(Natural language region descriptions)
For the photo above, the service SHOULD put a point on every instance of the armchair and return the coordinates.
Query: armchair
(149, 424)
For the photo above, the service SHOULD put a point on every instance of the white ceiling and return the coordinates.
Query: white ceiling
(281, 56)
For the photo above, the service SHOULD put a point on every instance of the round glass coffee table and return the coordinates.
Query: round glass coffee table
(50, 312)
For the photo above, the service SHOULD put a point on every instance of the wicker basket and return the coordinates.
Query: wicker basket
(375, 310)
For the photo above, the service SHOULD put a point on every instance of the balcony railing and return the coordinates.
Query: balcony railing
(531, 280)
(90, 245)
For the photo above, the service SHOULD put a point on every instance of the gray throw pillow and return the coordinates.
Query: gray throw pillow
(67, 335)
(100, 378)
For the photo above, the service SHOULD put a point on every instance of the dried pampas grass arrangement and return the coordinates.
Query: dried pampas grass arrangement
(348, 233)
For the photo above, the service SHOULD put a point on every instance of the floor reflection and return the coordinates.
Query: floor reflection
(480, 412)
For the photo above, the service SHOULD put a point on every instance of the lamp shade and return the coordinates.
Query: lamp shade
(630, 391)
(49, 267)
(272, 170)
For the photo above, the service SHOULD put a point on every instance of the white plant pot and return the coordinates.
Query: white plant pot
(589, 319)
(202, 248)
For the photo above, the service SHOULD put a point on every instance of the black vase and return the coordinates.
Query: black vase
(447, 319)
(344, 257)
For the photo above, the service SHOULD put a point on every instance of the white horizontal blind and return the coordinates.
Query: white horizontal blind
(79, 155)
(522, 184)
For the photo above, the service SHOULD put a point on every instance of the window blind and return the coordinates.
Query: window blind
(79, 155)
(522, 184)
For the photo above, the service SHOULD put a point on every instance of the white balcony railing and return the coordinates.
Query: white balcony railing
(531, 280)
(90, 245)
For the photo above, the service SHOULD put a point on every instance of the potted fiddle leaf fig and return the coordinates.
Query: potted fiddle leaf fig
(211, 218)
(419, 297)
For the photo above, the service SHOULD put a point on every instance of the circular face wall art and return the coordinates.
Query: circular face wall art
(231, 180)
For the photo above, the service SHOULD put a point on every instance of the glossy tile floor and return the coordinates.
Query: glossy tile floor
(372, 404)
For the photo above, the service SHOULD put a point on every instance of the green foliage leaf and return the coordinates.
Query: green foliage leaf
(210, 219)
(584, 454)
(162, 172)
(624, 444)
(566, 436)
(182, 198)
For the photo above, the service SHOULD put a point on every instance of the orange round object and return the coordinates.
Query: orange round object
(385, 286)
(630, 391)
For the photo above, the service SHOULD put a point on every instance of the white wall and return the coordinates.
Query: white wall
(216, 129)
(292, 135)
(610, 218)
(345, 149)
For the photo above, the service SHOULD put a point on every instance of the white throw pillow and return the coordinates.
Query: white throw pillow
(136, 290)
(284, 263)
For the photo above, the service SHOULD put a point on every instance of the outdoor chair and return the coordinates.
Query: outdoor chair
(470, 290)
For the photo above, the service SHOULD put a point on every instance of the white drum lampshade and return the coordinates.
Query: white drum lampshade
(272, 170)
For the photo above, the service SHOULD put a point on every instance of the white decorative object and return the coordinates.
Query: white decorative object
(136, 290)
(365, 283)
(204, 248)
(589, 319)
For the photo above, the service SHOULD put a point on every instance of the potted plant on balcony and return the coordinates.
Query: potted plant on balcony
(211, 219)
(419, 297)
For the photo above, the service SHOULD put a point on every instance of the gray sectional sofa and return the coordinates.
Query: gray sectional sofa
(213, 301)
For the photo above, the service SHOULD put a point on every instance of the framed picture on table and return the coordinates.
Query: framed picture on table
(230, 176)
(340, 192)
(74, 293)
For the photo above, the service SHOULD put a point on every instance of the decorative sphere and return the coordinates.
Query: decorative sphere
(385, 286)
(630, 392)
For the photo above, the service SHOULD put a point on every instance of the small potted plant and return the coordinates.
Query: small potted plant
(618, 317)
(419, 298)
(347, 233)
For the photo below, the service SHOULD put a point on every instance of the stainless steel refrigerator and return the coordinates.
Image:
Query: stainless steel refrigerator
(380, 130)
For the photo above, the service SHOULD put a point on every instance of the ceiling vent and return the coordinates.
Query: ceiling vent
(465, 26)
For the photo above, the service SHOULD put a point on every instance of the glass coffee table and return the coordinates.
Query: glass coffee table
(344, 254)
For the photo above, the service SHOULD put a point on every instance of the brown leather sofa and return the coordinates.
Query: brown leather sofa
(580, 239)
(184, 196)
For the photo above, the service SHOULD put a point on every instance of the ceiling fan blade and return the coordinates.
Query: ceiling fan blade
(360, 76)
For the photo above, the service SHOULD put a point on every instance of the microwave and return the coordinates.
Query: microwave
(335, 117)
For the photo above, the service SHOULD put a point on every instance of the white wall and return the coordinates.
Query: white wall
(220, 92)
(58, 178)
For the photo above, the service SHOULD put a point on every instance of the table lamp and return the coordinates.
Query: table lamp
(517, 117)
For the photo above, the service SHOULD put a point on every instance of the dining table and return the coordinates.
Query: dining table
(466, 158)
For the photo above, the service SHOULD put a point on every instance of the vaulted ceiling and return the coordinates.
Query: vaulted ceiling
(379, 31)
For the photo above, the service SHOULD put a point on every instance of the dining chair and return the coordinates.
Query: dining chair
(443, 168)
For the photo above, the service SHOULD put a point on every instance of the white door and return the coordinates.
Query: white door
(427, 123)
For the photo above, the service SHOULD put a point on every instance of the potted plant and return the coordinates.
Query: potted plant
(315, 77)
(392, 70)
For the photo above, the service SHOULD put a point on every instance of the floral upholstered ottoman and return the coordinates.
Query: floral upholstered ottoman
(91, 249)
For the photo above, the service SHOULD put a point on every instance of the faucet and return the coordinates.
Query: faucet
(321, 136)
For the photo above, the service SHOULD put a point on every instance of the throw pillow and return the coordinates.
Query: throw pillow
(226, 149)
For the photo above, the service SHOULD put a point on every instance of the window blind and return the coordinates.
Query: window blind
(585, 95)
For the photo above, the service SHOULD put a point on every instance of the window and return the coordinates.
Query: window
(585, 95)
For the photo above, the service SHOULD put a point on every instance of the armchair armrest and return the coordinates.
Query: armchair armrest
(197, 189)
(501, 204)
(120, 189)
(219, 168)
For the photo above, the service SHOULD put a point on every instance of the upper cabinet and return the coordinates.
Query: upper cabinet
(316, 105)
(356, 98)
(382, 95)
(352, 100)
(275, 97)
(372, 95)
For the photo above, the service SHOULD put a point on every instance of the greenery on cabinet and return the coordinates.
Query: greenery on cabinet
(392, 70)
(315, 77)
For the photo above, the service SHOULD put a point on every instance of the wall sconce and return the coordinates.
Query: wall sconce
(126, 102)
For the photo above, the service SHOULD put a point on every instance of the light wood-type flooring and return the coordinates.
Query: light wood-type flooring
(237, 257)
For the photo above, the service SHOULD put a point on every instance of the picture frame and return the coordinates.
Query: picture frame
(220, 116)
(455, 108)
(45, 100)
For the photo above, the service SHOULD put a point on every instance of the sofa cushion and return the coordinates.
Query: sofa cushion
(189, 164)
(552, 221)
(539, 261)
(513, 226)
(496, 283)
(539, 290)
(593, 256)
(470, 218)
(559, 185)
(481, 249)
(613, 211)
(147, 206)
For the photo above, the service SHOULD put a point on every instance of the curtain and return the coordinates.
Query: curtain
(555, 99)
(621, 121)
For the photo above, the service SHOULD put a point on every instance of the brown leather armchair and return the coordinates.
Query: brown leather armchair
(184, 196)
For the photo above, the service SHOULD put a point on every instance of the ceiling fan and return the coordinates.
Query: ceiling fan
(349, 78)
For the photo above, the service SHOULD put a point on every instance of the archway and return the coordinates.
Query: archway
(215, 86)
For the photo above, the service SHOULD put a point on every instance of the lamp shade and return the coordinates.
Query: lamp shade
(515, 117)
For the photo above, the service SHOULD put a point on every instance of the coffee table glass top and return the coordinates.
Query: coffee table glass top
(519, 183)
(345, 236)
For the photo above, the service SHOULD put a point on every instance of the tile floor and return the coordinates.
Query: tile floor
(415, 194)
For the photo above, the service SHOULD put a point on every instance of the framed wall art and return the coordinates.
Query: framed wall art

Your goal: Beginning with the line that has "door and return the coordinates." and ending with the line that has "upper cabinet and return the coordinates.", set down the lines above exactly and include no others.

Result for this task:
For the photo above, the service SHOULD put a point on every instance of the white door and return the coordinates.
Query: white door
(427, 123)
For the photo above, the service SHOULD put a point on every instance of the potted plant and return the coordinates.
Query: potted plant
(315, 77)
(392, 70)
For the photo above, the service SHOULD put a point on every instance of the floral upholstered ottoman and return the coordinates.
Query: floral upholstered ottoman
(91, 249)
For the photo above, the service SHOULD put a point on every instance of the faucet and return the coordinates.
Query: faucet
(321, 136)
For the photo above, the service SHOULD put a point on every instance of the throw pillow and return the coordinates.
Query: throw pillow
(226, 149)
For the photo above, the service SHOULD put a point on every instance of the window blind and return the coordinates.
Query: window blind
(585, 95)
For the photo above, the service SHOULD put a point on every instance of the window and return the coordinates.
Query: window
(585, 95)
For the photo above, the service SHOULD put a point on every instance of the armchair armrest and return the coordinates.
Query: armchair armrest
(197, 189)
(501, 204)
(120, 189)
(219, 168)
For the photo above, the service SHOULD put a point on every instance of the upper cabinet and return the coordinates.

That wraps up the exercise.